**Vorgegebener Text:**
• • • • • • •

Naturfaserbasierte Materialien sind besonders wegen ihres geringen CO₂-Fußabdrucks im Vergleich zu konventionellen Materialien gefragt. So verursacht die Herstellung pflanzenfaserbasierter Verbundstoffe für Fahrzeuge bis zu 85 % weniger CO₂-Emissionen als bei der Verwendung von Carbonfasern – dank der Kohlenstoffbindung der Pflanze während ihres Wachstums und der besseren Recycelbarkeit der Biokomposite.

Frankreich ist zwar weltweit führend in der Produktion von Flachs und Industriehanf, doch andere Pflanzenfasern wie Jute oder Kenaf stammen überwiegend aus Bangladesch und Afrika. Der notwendige Ferntransport erhöht jedoch nicht nur den CO₂-Fußabdruck, sondern auch die Kosten erheblich.

In der Verbundstoffindustrie sind Pflanzenfasern hauptsächlich als Ersatz für Glasfasern vorgesehen, da sie bei vergleichbarer mechanischer Leistung eine geringere Dichte und oft ein besseres spezifisches Elastizitätsmodul aufweisen. Doch während der jährliche Bedarf an Glasfasern im Milliarden-Tonnen-Bereich liegt, erreichen Pflanzenfasern derzeit nur ein Produktionsvolumen von einigen tausend Tonnen – zu wenig für einen echten Marktdurchbruch.

• • • • • • •

**Gegebene Daten:**
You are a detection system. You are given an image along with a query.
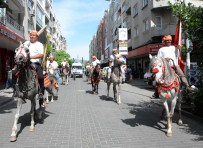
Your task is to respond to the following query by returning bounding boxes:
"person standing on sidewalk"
[157,35,192,92]
[24,30,44,99]
[6,66,13,89]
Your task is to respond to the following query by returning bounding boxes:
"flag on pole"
[174,20,185,72]
[38,26,47,69]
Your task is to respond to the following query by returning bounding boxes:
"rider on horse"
[110,49,125,77]
[91,56,100,69]
[24,30,44,99]
[157,35,192,92]
[46,54,59,87]
[61,58,69,67]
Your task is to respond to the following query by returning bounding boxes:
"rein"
[157,60,179,99]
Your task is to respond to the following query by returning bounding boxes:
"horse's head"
[149,54,164,82]
[149,55,175,84]
[15,44,29,65]
[95,64,100,71]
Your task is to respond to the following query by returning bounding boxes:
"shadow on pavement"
[16,109,53,137]
[122,102,166,133]
[99,95,114,102]
[122,102,203,141]
[0,99,16,114]
[86,90,93,94]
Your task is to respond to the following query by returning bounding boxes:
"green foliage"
[170,2,203,116]
[53,50,71,64]
[170,2,203,64]
[46,42,53,57]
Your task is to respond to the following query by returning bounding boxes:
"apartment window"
[133,4,138,16]
[28,20,34,30]
[27,0,33,10]
[135,26,139,37]
[142,0,148,8]
[143,19,149,31]
[156,16,162,30]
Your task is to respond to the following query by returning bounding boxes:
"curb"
[151,100,203,123]
[0,98,14,107]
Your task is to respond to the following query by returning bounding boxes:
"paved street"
[0,78,203,148]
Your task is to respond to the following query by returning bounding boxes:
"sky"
[53,0,109,60]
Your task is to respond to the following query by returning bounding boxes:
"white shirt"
[92,59,100,68]
[46,61,58,74]
[24,41,44,63]
[61,61,69,67]
[157,46,179,66]
[110,54,125,66]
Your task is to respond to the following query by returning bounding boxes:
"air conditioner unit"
[29,10,35,17]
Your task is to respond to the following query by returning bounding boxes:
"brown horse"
[91,64,101,94]
[10,45,44,142]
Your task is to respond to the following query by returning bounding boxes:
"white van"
[71,63,83,78]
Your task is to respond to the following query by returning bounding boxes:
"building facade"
[0,0,66,84]
[90,0,203,73]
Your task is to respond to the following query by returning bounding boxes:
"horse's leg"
[10,98,23,142]
[117,83,121,104]
[66,75,69,85]
[30,97,36,132]
[178,89,183,126]
[106,81,111,98]
[113,83,117,101]
[163,100,172,137]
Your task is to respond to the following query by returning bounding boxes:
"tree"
[53,50,71,64]
[170,2,203,116]
[170,2,203,64]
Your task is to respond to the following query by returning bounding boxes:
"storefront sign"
[149,44,163,52]
[118,28,128,55]
[0,25,23,43]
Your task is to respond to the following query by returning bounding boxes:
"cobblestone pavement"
[0,78,203,148]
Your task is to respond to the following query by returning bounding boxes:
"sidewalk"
[127,79,203,123]
[0,88,13,107]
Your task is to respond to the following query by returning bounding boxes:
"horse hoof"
[29,127,35,132]
[10,136,17,142]
[178,119,183,126]
[166,133,172,137]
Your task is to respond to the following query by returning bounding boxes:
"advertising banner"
[118,28,128,55]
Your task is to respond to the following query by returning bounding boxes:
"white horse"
[107,55,125,104]
[149,55,182,137]
[10,45,45,142]
[45,66,59,103]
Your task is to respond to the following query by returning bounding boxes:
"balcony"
[7,0,25,10]
[151,24,176,37]
[151,0,175,11]
[0,13,24,38]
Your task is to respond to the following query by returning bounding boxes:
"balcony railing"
[0,13,24,37]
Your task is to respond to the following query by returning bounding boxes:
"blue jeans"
[6,78,13,89]
[55,71,60,84]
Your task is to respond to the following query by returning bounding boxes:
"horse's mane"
[160,58,175,85]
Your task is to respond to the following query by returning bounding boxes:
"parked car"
[102,67,109,81]
[144,72,155,86]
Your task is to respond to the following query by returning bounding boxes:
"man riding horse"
[24,30,44,99]
[46,54,59,87]
[61,58,70,85]
[91,56,100,93]
[157,35,192,92]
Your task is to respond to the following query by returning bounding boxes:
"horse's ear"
[149,54,152,59]
[15,48,18,53]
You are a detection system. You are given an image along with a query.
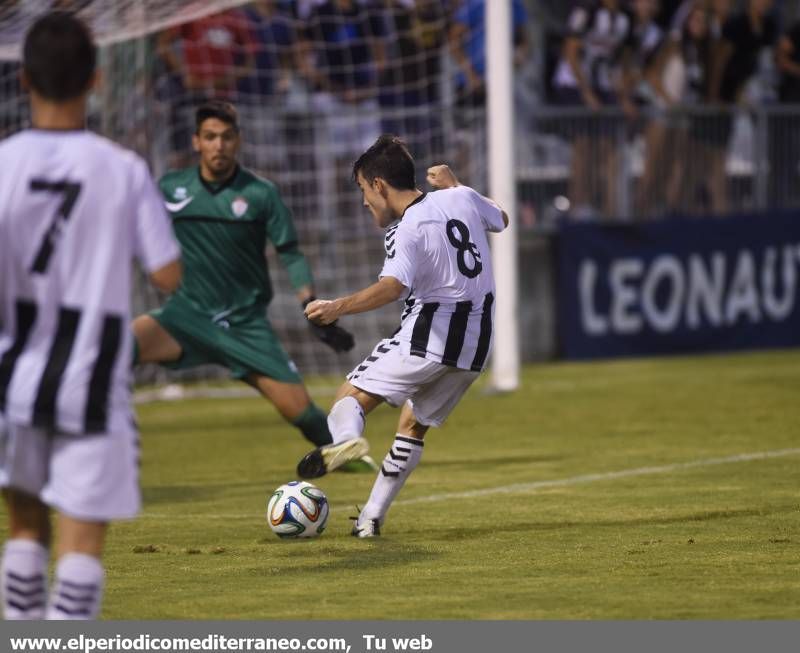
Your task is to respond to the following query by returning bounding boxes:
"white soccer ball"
[267,481,329,538]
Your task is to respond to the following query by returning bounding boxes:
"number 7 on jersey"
[30,179,81,274]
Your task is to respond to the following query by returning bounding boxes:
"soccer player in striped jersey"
[297,135,508,537]
[0,12,180,619]
[133,100,375,471]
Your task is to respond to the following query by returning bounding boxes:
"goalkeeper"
[133,100,370,469]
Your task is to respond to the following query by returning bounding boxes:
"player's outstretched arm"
[427,163,508,227]
[150,259,183,295]
[427,163,461,190]
[306,277,406,324]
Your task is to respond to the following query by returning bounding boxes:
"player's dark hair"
[22,11,97,102]
[353,134,417,190]
[194,100,239,134]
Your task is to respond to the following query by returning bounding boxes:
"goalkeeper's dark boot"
[297,438,369,478]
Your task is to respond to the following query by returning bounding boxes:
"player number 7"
[30,179,81,274]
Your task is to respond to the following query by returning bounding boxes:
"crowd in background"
[548,0,800,217]
[0,0,800,224]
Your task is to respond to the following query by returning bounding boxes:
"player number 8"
[446,220,483,279]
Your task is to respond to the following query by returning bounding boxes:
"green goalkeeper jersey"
[159,166,312,317]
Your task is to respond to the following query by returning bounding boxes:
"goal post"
[486,0,520,391]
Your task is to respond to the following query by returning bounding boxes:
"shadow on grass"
[250,537,441,577]
[142,483,267,506]
[425,456,564,468]
[416,504,797,542]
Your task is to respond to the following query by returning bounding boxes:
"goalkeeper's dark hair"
[194,100,239,134]
[22,11,97,102]
[353,134,417,190]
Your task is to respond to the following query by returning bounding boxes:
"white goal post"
[486,1,520,391]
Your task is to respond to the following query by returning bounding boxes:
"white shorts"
[347,338,480,426]
[0,414,141,522]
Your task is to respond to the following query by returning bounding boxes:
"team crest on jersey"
[383,222,400,258]
[231,196,250,218]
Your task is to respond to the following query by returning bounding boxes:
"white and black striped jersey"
[380,186,504,371]
[0,130,180,434]
[553,0,634,93]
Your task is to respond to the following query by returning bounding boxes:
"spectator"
[378,0,447,176]
[768,15,800,206]
[710,0,778,213]
[553,0,634,217]
[239,0,296,102]
[297,0,386,232]
[238,0,297,176]
[449,0,528,116]
[631,0,676,219]
[156,11,255,168]
[655,0,716,211]
[448,0,528,186]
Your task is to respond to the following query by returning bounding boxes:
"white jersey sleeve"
[380,222,420,288]
[134,161,180,273]
[469,188,506,233]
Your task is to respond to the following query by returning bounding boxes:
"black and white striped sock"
[358,433,425,525]
[0,539,48,620]
[47,553,104,620]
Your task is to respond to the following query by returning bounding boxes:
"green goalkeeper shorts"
[150,297,302,383]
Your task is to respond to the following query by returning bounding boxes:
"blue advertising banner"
[557,213,800,359]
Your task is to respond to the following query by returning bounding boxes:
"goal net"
[0,0,512,392]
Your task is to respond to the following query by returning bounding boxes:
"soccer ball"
[267,481,329,538]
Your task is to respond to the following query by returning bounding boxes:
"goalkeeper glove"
[303,296,356,353]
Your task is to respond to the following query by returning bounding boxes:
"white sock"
[358,433,425,526]
[0,539,49,620]
[47,553,104,620]
[328,397,366,444]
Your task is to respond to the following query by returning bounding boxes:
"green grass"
[3,352,800,620]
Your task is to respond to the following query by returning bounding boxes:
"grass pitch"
[6,352,800,619]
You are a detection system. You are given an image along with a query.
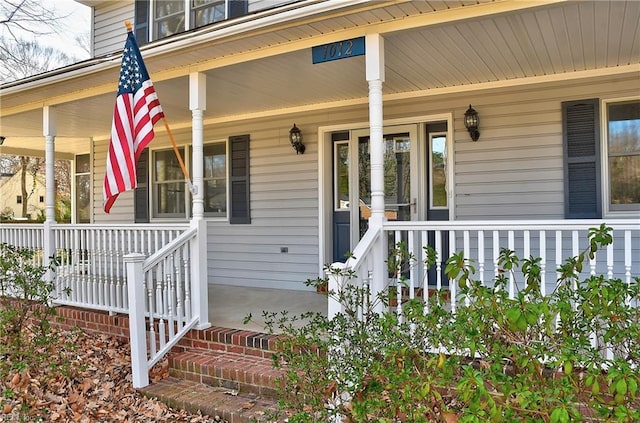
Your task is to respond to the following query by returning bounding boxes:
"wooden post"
[124,253,149,389]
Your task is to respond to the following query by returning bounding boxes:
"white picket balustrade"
[124,228,196,388]
[52,224,189,313]
[0,223,44,266]
[330,219,640,315]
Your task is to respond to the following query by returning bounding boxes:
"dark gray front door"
[333,125,417,261]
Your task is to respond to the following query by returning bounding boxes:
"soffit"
[0,1,640,151]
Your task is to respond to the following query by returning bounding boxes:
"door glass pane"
[429,135,448,208]
[153,148,186,217]
[358,133,411,236]
[76,174,91,223]
[334,142,349,210]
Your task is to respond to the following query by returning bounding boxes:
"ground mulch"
[0,330,230,423]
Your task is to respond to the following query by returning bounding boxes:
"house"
[0,172,45,219]
[0,0,640,390]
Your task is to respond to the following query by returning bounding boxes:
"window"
[149,135,251,224]
[135,0,248,45]
[75,154,91,223]
[153,0,185,39]
[191,0,227,28]
[562,99,640,219]
[203,142,227,217]
[604,99,640,212]
[153,148,187,217]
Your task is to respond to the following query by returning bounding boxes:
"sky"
[38,0,91,60]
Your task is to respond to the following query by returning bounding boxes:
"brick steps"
[146,327,288,423]
[56,307,288,423]
[141,377,277,423]
[168,349,280,399]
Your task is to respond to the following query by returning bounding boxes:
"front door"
[333,125,418,261]
[425,122,451,288]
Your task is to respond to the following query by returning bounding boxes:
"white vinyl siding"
[87,76,637,289]
[91,140,135,224]
[248,0,295,13]
[93,1,134,57]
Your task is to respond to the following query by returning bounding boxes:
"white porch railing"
[0,223,44,266]
[52,224,189,313]
[125,227,201,388]
[329,220,640,316]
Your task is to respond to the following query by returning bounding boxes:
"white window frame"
[71,152,93,223]
[202,139,231,220]
[149,145,191,220]
[148,0,229,41]
[149,142,231,222]
[600,96,640,217]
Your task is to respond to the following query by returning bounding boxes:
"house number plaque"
[311,37,364,64]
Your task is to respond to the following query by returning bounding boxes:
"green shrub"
[256,225,640,423]
[0,244,62,378]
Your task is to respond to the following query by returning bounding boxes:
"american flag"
[104,32,164,213]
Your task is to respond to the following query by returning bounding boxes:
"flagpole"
[124,21,198,195]
[162,117,198,195]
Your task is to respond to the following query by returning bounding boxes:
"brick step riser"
[50,307,280,399]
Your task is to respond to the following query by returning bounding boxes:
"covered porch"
[0,0,640,386]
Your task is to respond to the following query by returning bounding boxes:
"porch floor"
[209,285,327,332]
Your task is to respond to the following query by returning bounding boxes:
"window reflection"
[153,148,186,217]
[204,143,227,216]
[429,135,447,208]
[608,100,640,210]
[75,154,91,223]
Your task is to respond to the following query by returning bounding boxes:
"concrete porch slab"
[209,284,327,332]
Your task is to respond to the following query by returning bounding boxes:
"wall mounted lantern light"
[464,104,480,141]
[289,123,306,154]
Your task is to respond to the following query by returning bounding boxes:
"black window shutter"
[134,0,150,46]
[562,98,602,219]
[229,135,251,224]
[133,148,149,223]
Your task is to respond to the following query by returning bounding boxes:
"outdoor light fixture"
[289,123,305,154]
[464,104,480,141]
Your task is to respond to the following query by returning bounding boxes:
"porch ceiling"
[0,0,640,153]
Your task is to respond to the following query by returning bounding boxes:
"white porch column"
[189,72,207,219]
[189,72,211,329]
[42,106,58,222]
[365,34,388,312]
[42,106,58,281]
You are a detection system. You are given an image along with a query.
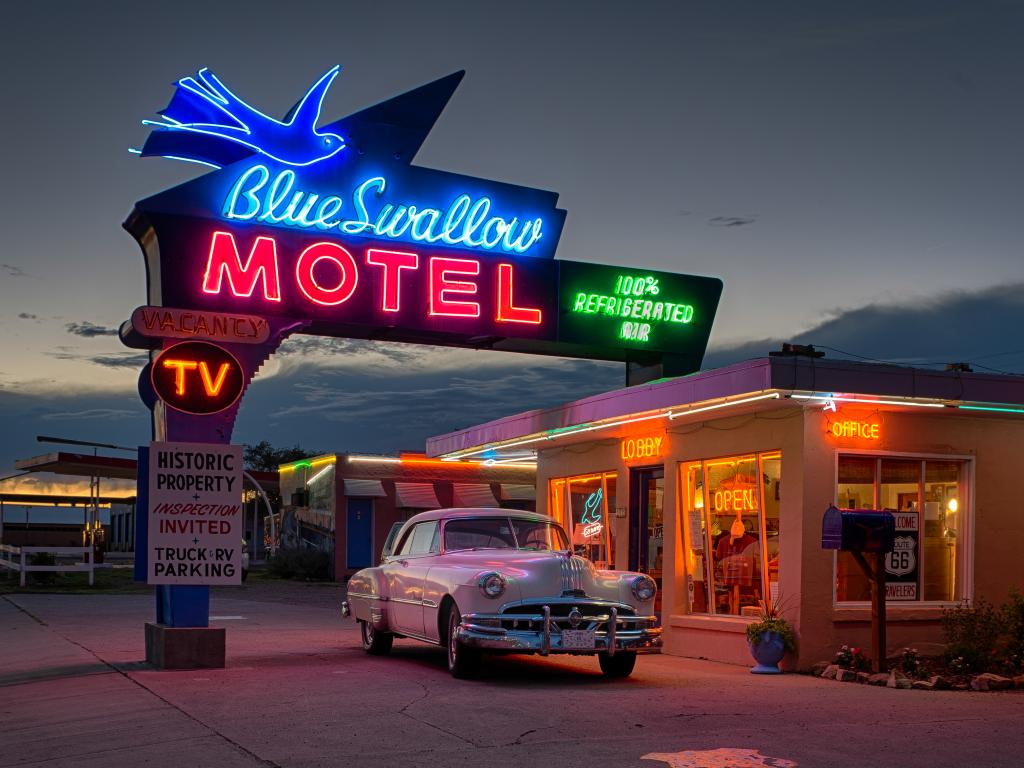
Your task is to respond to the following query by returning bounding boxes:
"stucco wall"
[538,401,1024,669]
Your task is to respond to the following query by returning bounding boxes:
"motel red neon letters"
[203,232,281,301]
[367,248,420,312]
[193,231,544,326]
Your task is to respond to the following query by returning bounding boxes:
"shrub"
[942,599,1004,674]
[1002,587,1024,675]
[833,645,871,672]
[896,648,928,680]
[267,549,331,582]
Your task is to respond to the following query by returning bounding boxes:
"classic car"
[342,509,662,678]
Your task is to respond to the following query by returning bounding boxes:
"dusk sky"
[0,0,1024,475]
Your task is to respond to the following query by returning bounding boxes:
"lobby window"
[836,455,968,602]
[548,472,616,568]
[680,452,782,615]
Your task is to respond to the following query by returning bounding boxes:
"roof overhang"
[14,451,280,490]
[427,357,1024,461]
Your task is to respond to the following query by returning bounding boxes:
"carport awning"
[502,482,537,502]
[394,482,441,509]
[345,477,387,499]
[454,482,498,507]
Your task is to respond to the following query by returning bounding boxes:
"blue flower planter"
[750,631,785,675]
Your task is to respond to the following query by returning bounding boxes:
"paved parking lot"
[0,583,1024,768]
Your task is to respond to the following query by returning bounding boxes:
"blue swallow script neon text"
[223,165,542,254]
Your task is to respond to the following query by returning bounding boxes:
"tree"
[242,440,321,472]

• • • • • • •

**Aufgabe A:**
Schreib aus dem Text über Pflanzenfasern das Stück von "Naturfaserbasierte Materialien sind" bis einschließlich "die Kosten erheblich." wörtlich ab.
**Aufgabe B:**
Schreib den Text über Pflanzenfasern weiter, und zwar ab der Stelle, an der er aufhört.

**Lösung A:**
Naturfaserbasierte Materialien sind besonders wegen ihres geringen CO₂-Fußabdrucks im Vergleich zu konventionellen Materialien gefragt. So verursacht die Herstellung pflanzenfaserbasierter Verbundstoffe für Fahrzeuge bis zu 85 % weniger CO₂-Emissionen als bei der Verwendung von Carbonfasern – dank der Kohlenstoffbindung der Pflanze während ihres Wachstums und der besseren Recycelbarkeit der Biokomposite.

Frankreich ist zwar weltweit führend in der Produktion von Flachs und Industriehanf, doch andere Pflanzenfasern wie Jute oder Kenaf stammen überwiegend aus Bangladesch und Afrika. Der notwendige Ferntransport erhöht jedoch nicht nur den CO₂-Fußabdruck, sondern auch die Kosten erheblich.

**Lösung B:**
Mit ihren vielen Vorteilen haben Pflanzenfasern ein großes Potenzial, neue Märkte zu erobern. Doch die variierende Qualität, fehlende Reife industrieller Prozesse, unzureichende lokale Produktionsketten und geringe Produktionsvolumina führen bislang zu Mehrkosten, die der Markt nur schwer akzeptiert. Forschung und Entwicklung bleiben daher zentrale Hebel, um diese Hürden zu überwinden und den Weg für eine großflächige Verbreitung pflanzenfaserbasierter Materialien zu ebnen.

Unser Team begleitet Sie gerne dabei, neue Märkte zu erschließen – sei es durch die Suche nach geeigneten Partnern oder bei der Entwicklung Ihrer strategischen Positionierung!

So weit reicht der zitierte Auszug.